Data records:
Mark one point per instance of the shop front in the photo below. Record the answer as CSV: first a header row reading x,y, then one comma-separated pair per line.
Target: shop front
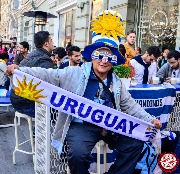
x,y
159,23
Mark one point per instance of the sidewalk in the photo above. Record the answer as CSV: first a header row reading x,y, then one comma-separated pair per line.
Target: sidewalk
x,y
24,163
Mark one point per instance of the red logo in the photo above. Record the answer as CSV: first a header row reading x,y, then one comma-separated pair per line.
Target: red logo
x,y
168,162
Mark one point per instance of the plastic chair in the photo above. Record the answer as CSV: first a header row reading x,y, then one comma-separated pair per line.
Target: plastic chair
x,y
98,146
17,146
==
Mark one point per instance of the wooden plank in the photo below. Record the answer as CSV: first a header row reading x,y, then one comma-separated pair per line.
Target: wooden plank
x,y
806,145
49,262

Task
In the entries above, every line from the line with "Mark one point per instance of the shop" to the line with "Mark one point per instance of the sidewalk" is to be printed exactly, with both ends included and pictures excluded.

Output for this task
Mark one point per instance of the shop front in the photo below. Record the answer as CSV: first a header row reading x,y, then one comma-separated pair per line.
Target: shop front
x,y
159,23
Mark one point per instance of the sidewalk in the photo above. Record the answer as CSV: first a header row reading x,y, then one comma-separated pair per line.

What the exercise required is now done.